Data taken from a collection:
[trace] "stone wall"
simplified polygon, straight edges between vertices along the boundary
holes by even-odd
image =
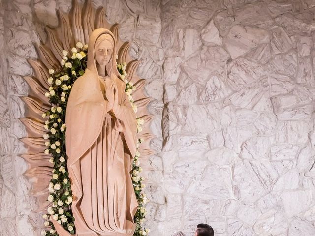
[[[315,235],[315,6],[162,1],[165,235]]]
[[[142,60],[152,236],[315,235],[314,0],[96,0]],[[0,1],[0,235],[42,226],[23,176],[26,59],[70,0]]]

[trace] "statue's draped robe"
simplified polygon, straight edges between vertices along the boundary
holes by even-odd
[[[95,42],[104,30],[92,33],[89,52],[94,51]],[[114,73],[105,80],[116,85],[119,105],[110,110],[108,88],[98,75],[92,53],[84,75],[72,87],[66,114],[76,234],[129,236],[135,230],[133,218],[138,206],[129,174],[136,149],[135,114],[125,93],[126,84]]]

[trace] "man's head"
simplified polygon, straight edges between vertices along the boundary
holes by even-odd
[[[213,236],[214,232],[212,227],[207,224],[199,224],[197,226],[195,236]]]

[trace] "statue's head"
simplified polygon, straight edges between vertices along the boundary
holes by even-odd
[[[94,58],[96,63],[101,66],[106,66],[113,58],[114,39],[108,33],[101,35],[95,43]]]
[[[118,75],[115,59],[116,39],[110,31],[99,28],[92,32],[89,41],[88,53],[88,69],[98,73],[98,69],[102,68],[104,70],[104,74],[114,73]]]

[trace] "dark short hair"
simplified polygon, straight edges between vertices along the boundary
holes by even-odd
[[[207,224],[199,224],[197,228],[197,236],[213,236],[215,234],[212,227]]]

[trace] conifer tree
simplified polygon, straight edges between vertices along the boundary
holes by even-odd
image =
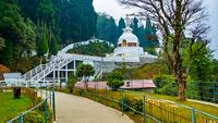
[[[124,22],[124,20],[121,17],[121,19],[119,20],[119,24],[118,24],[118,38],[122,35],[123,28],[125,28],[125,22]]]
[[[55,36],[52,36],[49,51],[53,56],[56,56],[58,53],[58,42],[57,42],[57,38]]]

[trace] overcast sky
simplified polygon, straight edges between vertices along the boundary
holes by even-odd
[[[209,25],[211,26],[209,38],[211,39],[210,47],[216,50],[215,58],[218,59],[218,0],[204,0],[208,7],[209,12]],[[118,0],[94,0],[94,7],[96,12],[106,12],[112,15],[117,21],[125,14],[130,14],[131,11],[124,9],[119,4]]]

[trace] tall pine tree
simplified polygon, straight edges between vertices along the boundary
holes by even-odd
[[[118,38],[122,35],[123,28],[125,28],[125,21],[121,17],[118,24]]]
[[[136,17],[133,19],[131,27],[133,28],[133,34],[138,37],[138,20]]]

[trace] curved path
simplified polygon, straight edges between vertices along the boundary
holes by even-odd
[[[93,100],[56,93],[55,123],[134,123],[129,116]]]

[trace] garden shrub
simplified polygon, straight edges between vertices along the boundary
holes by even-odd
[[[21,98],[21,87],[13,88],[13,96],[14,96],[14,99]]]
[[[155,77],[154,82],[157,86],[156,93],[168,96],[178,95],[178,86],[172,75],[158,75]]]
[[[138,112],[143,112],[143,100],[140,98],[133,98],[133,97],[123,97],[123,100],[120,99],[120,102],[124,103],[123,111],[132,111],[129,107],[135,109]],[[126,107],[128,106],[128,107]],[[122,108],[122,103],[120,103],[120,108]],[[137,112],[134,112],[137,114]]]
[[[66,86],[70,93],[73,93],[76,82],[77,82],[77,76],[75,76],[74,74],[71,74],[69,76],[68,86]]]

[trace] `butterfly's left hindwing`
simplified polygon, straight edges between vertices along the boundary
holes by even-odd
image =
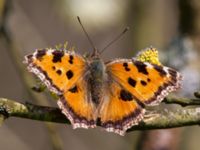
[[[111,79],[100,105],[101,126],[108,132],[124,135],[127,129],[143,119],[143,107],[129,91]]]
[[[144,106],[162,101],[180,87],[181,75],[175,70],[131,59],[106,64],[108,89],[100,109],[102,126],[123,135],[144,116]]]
...
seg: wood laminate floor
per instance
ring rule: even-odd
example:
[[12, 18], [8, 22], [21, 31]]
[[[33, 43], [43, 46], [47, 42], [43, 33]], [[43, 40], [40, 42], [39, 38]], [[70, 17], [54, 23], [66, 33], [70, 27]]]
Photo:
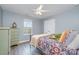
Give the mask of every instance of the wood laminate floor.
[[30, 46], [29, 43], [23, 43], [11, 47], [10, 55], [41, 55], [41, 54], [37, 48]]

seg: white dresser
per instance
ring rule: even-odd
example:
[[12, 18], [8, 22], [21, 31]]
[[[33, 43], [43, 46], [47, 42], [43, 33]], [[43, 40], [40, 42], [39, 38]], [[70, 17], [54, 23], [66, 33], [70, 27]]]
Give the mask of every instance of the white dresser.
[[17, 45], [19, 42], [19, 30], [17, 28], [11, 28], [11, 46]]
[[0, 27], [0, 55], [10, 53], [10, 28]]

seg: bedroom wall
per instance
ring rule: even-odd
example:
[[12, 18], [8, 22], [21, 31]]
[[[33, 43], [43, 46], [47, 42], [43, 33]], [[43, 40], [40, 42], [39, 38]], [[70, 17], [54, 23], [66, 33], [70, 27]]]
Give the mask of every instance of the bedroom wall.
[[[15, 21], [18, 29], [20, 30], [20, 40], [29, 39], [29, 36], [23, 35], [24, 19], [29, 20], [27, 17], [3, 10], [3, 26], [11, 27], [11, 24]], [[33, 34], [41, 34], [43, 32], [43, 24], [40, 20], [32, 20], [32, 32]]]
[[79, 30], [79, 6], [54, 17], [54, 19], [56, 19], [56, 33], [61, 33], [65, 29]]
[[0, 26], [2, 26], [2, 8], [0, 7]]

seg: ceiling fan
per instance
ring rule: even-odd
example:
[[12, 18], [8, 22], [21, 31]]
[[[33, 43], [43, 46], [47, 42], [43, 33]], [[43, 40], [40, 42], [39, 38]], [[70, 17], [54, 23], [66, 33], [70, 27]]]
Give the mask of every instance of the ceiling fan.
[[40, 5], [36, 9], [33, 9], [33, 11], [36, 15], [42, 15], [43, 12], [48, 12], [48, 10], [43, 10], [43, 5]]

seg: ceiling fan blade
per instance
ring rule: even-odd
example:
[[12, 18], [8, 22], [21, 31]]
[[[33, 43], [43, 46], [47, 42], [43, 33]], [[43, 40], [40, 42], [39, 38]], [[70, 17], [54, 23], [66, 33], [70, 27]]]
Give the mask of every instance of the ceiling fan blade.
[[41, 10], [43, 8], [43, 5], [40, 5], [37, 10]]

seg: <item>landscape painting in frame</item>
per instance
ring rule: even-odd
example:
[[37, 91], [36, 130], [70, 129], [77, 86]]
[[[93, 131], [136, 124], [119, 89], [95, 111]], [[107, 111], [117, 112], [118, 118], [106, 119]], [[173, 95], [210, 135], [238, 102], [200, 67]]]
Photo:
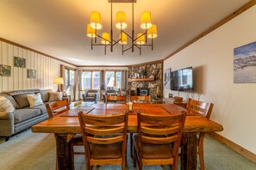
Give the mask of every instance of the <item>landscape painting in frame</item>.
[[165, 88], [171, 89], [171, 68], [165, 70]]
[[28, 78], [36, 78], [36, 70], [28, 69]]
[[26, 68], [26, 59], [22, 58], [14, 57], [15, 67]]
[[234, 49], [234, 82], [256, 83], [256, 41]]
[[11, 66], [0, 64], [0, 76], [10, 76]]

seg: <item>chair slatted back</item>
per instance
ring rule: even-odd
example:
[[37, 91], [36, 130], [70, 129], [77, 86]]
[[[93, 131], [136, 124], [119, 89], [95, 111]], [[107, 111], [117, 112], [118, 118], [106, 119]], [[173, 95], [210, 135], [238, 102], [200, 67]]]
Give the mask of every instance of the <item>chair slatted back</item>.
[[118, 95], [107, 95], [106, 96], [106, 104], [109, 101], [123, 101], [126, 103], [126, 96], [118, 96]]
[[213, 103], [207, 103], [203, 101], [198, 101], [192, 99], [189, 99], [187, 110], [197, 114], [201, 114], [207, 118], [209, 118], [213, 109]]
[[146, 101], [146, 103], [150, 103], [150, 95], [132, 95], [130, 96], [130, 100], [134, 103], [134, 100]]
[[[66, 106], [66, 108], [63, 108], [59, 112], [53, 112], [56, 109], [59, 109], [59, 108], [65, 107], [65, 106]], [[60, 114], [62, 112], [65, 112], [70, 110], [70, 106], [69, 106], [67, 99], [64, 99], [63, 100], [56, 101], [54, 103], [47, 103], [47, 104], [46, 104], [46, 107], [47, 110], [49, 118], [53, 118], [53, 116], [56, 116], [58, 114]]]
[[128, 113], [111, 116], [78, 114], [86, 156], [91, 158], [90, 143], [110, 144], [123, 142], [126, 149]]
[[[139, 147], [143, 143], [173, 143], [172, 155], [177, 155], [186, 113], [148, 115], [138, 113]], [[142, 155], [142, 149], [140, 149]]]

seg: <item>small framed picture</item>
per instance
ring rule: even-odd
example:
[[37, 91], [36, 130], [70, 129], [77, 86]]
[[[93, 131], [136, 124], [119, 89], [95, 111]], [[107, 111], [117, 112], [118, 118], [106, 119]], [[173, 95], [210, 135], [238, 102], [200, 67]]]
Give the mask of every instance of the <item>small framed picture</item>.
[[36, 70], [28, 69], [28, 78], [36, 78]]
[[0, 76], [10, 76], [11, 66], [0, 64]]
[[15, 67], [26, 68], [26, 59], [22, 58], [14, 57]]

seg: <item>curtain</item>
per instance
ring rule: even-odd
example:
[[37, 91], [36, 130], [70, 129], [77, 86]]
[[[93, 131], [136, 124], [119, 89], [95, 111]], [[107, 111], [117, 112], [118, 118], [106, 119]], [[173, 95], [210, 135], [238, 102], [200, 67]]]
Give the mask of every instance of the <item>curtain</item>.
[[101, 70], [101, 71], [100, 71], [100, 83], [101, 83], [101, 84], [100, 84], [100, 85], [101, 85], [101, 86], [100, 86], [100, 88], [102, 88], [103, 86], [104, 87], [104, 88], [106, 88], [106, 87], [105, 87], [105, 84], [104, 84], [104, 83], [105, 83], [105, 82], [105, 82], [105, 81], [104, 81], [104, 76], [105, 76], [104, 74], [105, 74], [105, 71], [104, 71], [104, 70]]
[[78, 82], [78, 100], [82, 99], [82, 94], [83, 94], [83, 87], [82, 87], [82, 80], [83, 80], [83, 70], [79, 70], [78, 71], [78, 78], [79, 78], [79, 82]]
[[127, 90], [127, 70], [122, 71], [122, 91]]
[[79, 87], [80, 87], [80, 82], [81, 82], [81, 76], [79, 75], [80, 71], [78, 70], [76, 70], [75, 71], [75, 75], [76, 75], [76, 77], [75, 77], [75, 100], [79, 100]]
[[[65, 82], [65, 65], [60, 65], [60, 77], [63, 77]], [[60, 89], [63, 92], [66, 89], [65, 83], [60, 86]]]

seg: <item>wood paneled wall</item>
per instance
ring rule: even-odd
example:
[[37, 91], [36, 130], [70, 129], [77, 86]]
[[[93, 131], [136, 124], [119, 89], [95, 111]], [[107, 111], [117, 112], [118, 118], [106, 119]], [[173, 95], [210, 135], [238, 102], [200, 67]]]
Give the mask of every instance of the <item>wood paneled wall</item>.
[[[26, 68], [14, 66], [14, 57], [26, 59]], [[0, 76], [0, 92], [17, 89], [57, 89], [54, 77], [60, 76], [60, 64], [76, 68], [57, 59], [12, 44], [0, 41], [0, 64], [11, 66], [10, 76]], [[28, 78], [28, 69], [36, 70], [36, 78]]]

**Required task:** List every line of the records above that contains the word "statue".

**Result for this task:**
[trace] "statue's draped robe"
[trace] "statue's head"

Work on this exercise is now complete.